#### GIVEN DATA ####

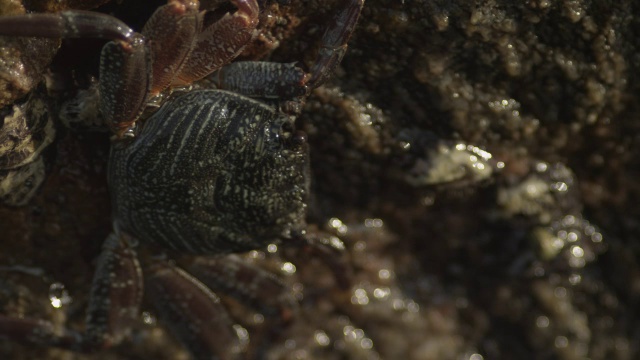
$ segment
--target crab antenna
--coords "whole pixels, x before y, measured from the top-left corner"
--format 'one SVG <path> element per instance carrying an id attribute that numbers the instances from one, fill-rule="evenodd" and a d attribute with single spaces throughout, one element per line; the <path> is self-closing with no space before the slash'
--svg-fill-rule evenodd
<path id="1" fill-rule="evenodd" d="M 0 17 L 0 35 L 47 38 L 101 38 L 130 42 L 134 31 L 113 16 L 70 10 L 57 14 Z"/>

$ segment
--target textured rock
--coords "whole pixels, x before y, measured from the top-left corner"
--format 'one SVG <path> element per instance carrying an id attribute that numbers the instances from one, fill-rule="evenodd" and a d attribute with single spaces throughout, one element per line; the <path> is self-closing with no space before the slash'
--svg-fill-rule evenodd
<path id="1" fill-rule="evenodd" d="M 308 64 L 337 0 L 268 3 L 245 56 Z M 295 250 L 246 255 L 301 303 L 277 336 L 230 303 L 254 347 L 273 359 L 637 358 L 638 13 L 631 0 L 368 0 L 338 73 L 299 119 L 309 222 L 345 241 L 350 288 Z M 435 143 L 488 151 L 492 175 L 408 185 Z M 62 131 L 39 195 L 0 208 L 6 312 L 81 324 L 110 227 L 106 147 L 107 135 Z M 73 298 L 63 311 L 50 306 L 54 282 Z M 6 342 L 0 353 L 184 356 L 145 319 L 131 343 L 95 355 Z"/>

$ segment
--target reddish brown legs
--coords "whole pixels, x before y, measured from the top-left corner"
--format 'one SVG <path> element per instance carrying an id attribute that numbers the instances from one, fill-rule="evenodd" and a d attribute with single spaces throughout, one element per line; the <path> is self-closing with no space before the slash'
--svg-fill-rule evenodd
<path id="1" fill-rule="evenodd" d="M 324 84 L 347 52 L 347 42 L 356 28 L 364 0 L 348 0 L 344 3 L 345 7 L 333 17 L 322 36 L 318 56 L 311 67 L 311 79 L 307 83 L 310 89 Z"/>
<path id="2" fill-rule="evenodd" d="M 258 26 L 258 3 L 256 0 L 231 0 L 231 3 L 238 10 L 202 29 L 191 55 L 174 80 L 175 85 L 190 84 L 220 69 L 251 41 Z"/>
<path id="3" fill-rule="evenodd" d="M 210 289 L 225 294 L 251 309 L 259 311 L 267 327 L 255 329 L 247 358 L 260 358 L 266 346 L 277 341 L 297 313 L 291 289 L 277 276 L 243 261 L 236 255 L 198 257 L 186 262 L 185 269 Z"/>
<path id="4" fill-rule="evenodd" d="M 289 321 L 296 302 L 277 276 L 242 261 L 237 255 L 197 257 L 185 269 L 221 294 L 229 295 L 263 315 Z"/>
<path id="5" fill-rule="evenodd" d="M 171 0 L 159 7 L 144 25 L 142 35 L 148 40 L 152 64 L 149 96 L 168 88 L 189 57 L 202 27 L 200 16 L 198 1 Z"/>
<path id="6" fill-rule="evenodd" d="M 163 261 L 145 269 L 146 299 L 195 359 L 232 359 L 241 350 L 215 292 L 261 312 L 270 320 L 271 336 L 293 318 L 297 304 L 290 289 L 238 256 L 188 257 L 180 265 L 186 271 Z M 261 351 L 260 338 L 253 342 L 254 351 Z"/>
<path id="7" fill-rule="evenodd" d="M 293 64 L 235 62 L 207 78 L 216 87 L 250 97 L 291 99 L 308 95 L 333 74 L 347 51 L 364 0 L 345 1 L 324 33 L 320 50 L 308 74 Z"/>
<path id="8" fill-rule="evenodd" d="M 235 359 L 238 336 L 220 299 L 184 270 L 158 261 L 145 270 L 147 299 L 194 359 Z"/>
<path id="9" fill-rule="evenodd" d="M 219 89 L 263 99 L 291 99 L 307 93 L 304 70 L 294 64 L 238 61 L 207 77 Z"/>
<path id="10" fill-rule="evenodd" d="M 54 331 L 44 320 L 0 315 L 0 337 L 18 342 L 95 351 L 117 344 L 137 319 L 142 298 L 142 275 L 135 252 L 124 238 L 109 236 L 93 279 L 86 330 Z"/>
<path id="11" fill-rule="evenodd" d="M 142 300 L 142 273 L 129 241 L 126 235 L 120 238 L 111 235 L 103 246 L 91 288 L 84 333 L 67 329 L 60 333 L 48 321 L 0 315 L 0 338 L 82 352 L 97 351 L 120 343 L 129 335 L 132 323 L 137 321 Z M 229 262 L 225 260 L 223 263 Z M 198 273 L 204 274 L 205 280 L 209 280 L 215 266 L 207 267 L 208 270 L 204 269 L 205 266 Z M 242 264 L 239 267 L 244 269 Z M 192 268 L 198 269 L 199 266 L 194 264 Z M 217 295 L 193 276 L 164 261 L 153 261 L 145 267 L 144 273 L 146 298 L 194 359 L 237 358 L 240 353 L 238 336 Z M 247 276 L 252 274 L 245 270 L 242 273 Z M 277 279 L 265 277 L 263 273 L 258 272 L 260 276 L 256 276 L 253 282 L 258 286 L 257 293 L 252 294 L 254 302 L 258 303 L 255 296 L 262 294 L 261 287 L 269 294 L 274 291 L 278 293 L 279 296 L 272 299 L 274 303 L 276 299 L 286 299 L 281 294 L 282 288 Z M 230 286 L 241 288 L 243 285 Z M 231 291 L 231 295 L 237 295 L 240 301 L 247 298 L 243 294 L 242 291 Z M 283 301 L 283 304 L 280 312 L 287 312 L 290 317 L 292 310 L 288 306 L 291 303 Z M 271 302 L 266 305 L 271 305 Z"/>
<path id="12" fill-rule="evenodd" d="M 122 136 L 150 96 L 198 80 L 244 49 L 258 24 L 258 4 L 231 3 L 235 12 L 205 24 L 206 11 L 198 10 L 197 0 L 169 0 L 151 16 L 142 35 L 116 18 L 86 11 L 2 17 L 0 34 L 113 40 L 101 55 L 100 109 Z"/>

####

WHAT IS NEEDED => Copy the material exactly. Do not include the pictures.

EXPECTED OUTPUT =>
$ segment
--target crab antenna
--coords "whole pixels, x before y, measured from the top-left corner"
--format 'one SVG <path> element per instance carrying an id attribute that numbers the instances from one, fill-rule="evenodd" and a d attribute with single spaces throughout, one element per line; the <path> is self-closing with no space before the slash'
--svg-fill-rule evenodd
<path id="1" fill-rule="evenodd" d="M 0 17 L 0 35 L 47 38 L 101 38 L 130 42 L 134 31 L 113 16 L 70 10 L 57 14 Z"/>

$ segment
--target textured rock
--coords "whole pixels, x before y, measured from the top-left corner"
--format 'one SVG <path> element per instance carrying an id attribute that numbers the instances from one, fill-rule="evenodd" and a d attribute with single spaces throughout, one element per line; the <path> is self-closing with no space before the slash'
--svg-fill-rule evenodd
<path id="1" fill-rule="evenodd" d="M 308 64 L 337 0 L 268 3 L 245 56 Z M 295 250 L 246 255 L 301 303 L 277 336 L 230 303 L 254 347 L 273 359 L 637 358 L 638 13 L 631 0 L 368 0 L 338 73 L 299 119 L 309 222 L 345 241 L 350 288 Z M 435 143 L 488 151 L 492 175 L 408 185 Z M 62 131 L 39 195 L 0 208 L 6 312 L 81 324 L 110 227 L 106 147 L 107 135 Z M 73 298 L 63 311 L 50 306 L 54 282 Z M 6 342 L 0 353 L 184 356 L 145 319 L 131 343 L 95 355 Z"/>

$ segment
--target reddish brown legs
--coords "whole pixels, x before y, measured from the top-left corner"
--format 'one SVG <path> element per instance carrying an id attribute that numbers the instances from one, fill-rule="evenodd" and a d attribute with single spaces throughout, one element per line; the <path> is self-closing with no space before the slash'
--svg-fill-rule evenodd
<path id="1" fill-rule="evenodd" d="M 324 84 L 347 52 L 347 42 L 356 28 L 364 0 L 348 0 L 344 3 L 345 7 L 333 17 L 322 36 L 318 56 L 311 67 L 311 79 L 307 83 L 310 89 Z"/>
<path id="2" fill-rule="evenodd" d="M 258 26 L 258 3 L 256 0 L 231 0 L 231 3 L 238 10 L 202 29 L 191 55 L 174 80 L 175 85 L 190 84 L 220 69 L 251 41 Z"/>
<path id="3" fill-rule="evenodd" d="M 210 289 L 225 294 L 251 309 L 259 311 L 267 327 L 255 329 L 247 358 L 260 358 L 266 346 L 277 341 L 297 313 L 291 289 L 277 276 L 243 261 L 236 255 L 198 257 L 186 262 L 185 269 Z"/>
<path id="4" fill-rule="evenodd" d="M 289 321 L 296 302 L 277 276 L 242 261 L 237 255 L 197 257 L 185 269 L 221 294 L 229 295 L 263 315 Z"/>
<path id="5" fill-rule="evenodd" d="M 171 0 L 159 7 L 144 25 L 142 35 L 148 40 L 152 64 L 149 96 L 168 88 L 189 57 L 202 27 L 200 16 L 198 1 Z"/>
<path id="6" fill-rule="evenodd" d="M 163 261 L 145 269 L 146 299 L 195 359 L 232 359 L 241 350 L 215 292 L 261 312 L 270 320 L 271 336 L 293 318 L 297 304 L 290 289 L 238 256 L 188 257 L 180 265 L 186 271 Z M 261 351 L 260 338 L 253 342 L 254 351 Z"/>
<path id="7" fill-rule="evenodd" d="M 293 64 L 235 62 L 207 78 L 216 87 L 250 97 L 291 99 L 308 95 L 333 74 L 347 51 L 364 0 L 345 1 L 324 33 L 320 50 L 308 74 Z"/>
<path id="8" fill-rule="evenodd" d="M 235 359 L 238 336 L 220 299 L 184 270 L 158 261 L 145 270 L 147 299 L 194 359 Z"/>
<path id="9" fill-rule="evenodd" d="M 219 89 L 263 99 L 291 99 L 307 93 L 304 70 L 294 64 L 238 61 L 207 77 Z"/>
<path id="10" fill-rule="evenodd" d="M 54 331 L 44 320 L 0 315 L 0 337 L 18 342 L 95 351 L 117 344 L 137 319 L 142 298 L 142 275 L 135 252 L 124 238 L 109 236 L 93 279 L 86 330 Z"/>
<path id="11" fill-rule="evenodd" d="M 142 300 L 142 273 L 129 241 L 126 235 L 120 238 L 111 235 L 103 246 L 91 288 L 84 333 L 67 329 L 60 333 L 48 321 L 0 315 L 0 338 L 82 352 L 97 351 L 120 343 L 129 335 L 132 323 L 137 321 Z M 229 262 L 225 260 L 223 263 Z M 198 273 L 204 274 L 205 280 L 209 280 L 215 266 L 207 267 L 208 270 L 204 269 L 205 266 Z M 242 264 L 239 267 L 244 269 Z M 192 268 L 198 269 L 199 266 L 194 264 Z M 217 295 L 193 276 L 164 261 L 153 261 L 145 267 L 144 273 L 146 298 L 194 359 L 237 358 L 240 353 L 238 336 Z M 247 276 L 252 274 L 245 270 L 242 273 Z M 277 279 L 265 277 L 263 273 L 258 272 L 260 276 L 256 276 L 253 282 L 258 286 L 257 293 L 252 294 L 254 302 L 258 303 L 255 296 L 262 294 L 261 287 L 269 294 L 274 291 L 278 293 L 279 296 L 272 299 L 274 303 L 276 299 L 286 299 L 281 294 L 282 288 Z M 230 286 L 241 288 L 243 285 Z M 231 291 L 231 295 L 237 295 L 240 301 L 247 298 L 243 294 L 242 291 Z M 283 301 L 283 304 L 280 312 L 287 312 L 290 317 L 292 310 L 288 306 L 291 303 Z M 271 302 L 266 305 L 271 305 Z"/>
<path id="12" fill-rule="evenodd" d="M 122 136 L 150 96 L 198 80 L 244 49 L 258 24 L 258 4 L 231 3 L 235 12 L 205 24 L 206 11 L 198 10 L 197 0 L 169 0 L 151 16 L 142 35 L 116 18 L 86 11 L 2 17 L 0 34 L 113 40 L 101 55 L 100 109 Z"/>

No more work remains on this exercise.